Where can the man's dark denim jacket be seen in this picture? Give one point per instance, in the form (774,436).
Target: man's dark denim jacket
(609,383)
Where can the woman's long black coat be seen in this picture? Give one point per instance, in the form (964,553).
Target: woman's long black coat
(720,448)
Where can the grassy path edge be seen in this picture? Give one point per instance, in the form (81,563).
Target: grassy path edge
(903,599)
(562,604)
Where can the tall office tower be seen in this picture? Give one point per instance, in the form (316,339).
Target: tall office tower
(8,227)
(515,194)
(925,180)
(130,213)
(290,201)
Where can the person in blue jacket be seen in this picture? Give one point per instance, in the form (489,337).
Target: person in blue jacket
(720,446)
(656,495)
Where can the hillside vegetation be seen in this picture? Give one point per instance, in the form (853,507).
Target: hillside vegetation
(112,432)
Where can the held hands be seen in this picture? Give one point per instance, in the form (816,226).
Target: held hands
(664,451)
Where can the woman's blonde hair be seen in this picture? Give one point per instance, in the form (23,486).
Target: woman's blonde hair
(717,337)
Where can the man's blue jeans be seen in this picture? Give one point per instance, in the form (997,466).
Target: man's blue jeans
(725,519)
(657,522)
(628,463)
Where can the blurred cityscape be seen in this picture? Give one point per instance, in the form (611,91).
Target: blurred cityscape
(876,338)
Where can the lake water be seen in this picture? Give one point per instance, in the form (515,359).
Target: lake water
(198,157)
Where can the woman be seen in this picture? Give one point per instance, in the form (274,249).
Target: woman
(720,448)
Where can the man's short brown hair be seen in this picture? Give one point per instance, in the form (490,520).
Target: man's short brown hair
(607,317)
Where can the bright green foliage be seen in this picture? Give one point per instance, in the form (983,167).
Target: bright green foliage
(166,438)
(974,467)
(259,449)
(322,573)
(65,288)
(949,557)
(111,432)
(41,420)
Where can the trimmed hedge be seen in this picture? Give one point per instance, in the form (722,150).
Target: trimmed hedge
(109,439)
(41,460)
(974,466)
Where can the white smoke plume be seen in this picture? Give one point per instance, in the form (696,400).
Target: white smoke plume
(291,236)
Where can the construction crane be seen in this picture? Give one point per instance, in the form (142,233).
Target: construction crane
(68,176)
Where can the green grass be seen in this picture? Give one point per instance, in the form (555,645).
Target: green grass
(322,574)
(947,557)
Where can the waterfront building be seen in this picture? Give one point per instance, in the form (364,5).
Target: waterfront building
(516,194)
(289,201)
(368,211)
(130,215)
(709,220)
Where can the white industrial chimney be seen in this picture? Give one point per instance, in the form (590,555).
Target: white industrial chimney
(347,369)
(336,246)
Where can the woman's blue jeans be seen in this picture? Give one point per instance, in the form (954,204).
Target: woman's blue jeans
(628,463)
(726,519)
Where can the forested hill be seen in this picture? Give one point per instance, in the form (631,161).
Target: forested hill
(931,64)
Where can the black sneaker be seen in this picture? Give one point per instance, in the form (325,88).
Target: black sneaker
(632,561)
= = = = =
__Problem requirements__: Exactly reproduce every line of the data above.

__Exercise answer__:
Where can the man's dark denim jacket be seen in this picture? Give one point per instance, in the form (774,436).
Target: man's dark denim jacket
(609,383)
Where can the woman's long black coat be seen in this picture? Give one point per instance, in the form (964,553).
Target: woman's long black coat
(720,448)
Where can the grassy path edge be seen in this picture? Give one point per instance, in the form (81,563).
Target: grassy path edge
(903,599)
(562,604)
Where can the tall office tower be seen in this picture? Give one point per instance, in the form (316,339).
Target: tall office tower
(8,227)
(515,194)
(925,180)
(130,213)
(290,201)
Where can the person in blue jacket be seen in this picture? Give one point per instance, in the form (489,337).
Target: person in blue jacket
(720,446)
(656,495)
Where can the hillside vegetation be seen in this picture? Give one point per instance, in the form (853,507).
Target: hillside vegetation
(112,432)
Where can the held hands be seen in this picture? Give one point per instance, in the form (816,226).
Target: held hands
(664,451)
Where can the woman's blonde hair be seen in this picture? Give one point per instance, in the form (23,486).
Target: woman's blonde hair
(717,337)
Where can the man's blue jeans be seen in this picture? Give one point per instance, in the form (997,466).
Target: man's blue jeans
(725,519)
(657,522)
(628,463)
Where can the blurred cityscape be seen in this picture? Give one point per instance, in the form (611,91).
Target: blurred cityscape
(876,338)
Where can the lake water be seen in this picture? Give one point per instance, in the form (515,359).
Target: lake water
(198,157)
Where can the woman be seen in this picture? Give one point per instance, in the form (274,249).
Target: woman
(720,448)
Where can the man's short brown hair be seen in this picture? Give one point per instance, in the form (490,520).
Target: man's short brown hair
(607,317)
Where can the bright green foliage be seen in this picture? Give one point per instance, in the form (983,167).
Target: bright green foliage
(166,438)
(974,467)
(259,449)
(322,573)
(65,288)
(949,557)
(111,432)
(41,420)
Where can the trimmed hedge be seen in this picture? Give one point per instance, in the form (722,150).
Target: trimmed hedge
(109,439)
(41,460)
(974,466)
Where can the white smoke plume be seen in this picture? Give one point per instance, in the form (696,400).
Target: white smoke plume
(291,236)
Where can the construction crane be seen in this picture? Give one point per instance, in the form (142,233).
Target: construction crane
(68,176)
Where can the green grass be seen in this picture? Give one point per instance, in the form (555,645).
Target: green grass
(322,574)
(947,557)
Where can the waterfront building be seen in this picture? Give one point per instance, in the form (364,5).
Target: waterfront building
(516,194)
(289,201)
(368,211)
(130,215)
(709,220)
Where can the white industrial chimney be seen in this picture? Give one point per instance, in the form (590,555).
Target: white industrial chimney
(347,369)
(336,246)
Where can the woman's blue jeans be seen in this picture? Give one point per instance, in the form (954,204).
Target: woman's blue jeans
(628,463)
(726,519)
Where can the forested hill be seen in this picture? Give one point per instance, in the form (631,161).
Target: forested hill
(931,64)
Where can the black sneaker be seen in this picture? Give one point per instance, in the form (325,88).
Target: black sneaker
(632,561)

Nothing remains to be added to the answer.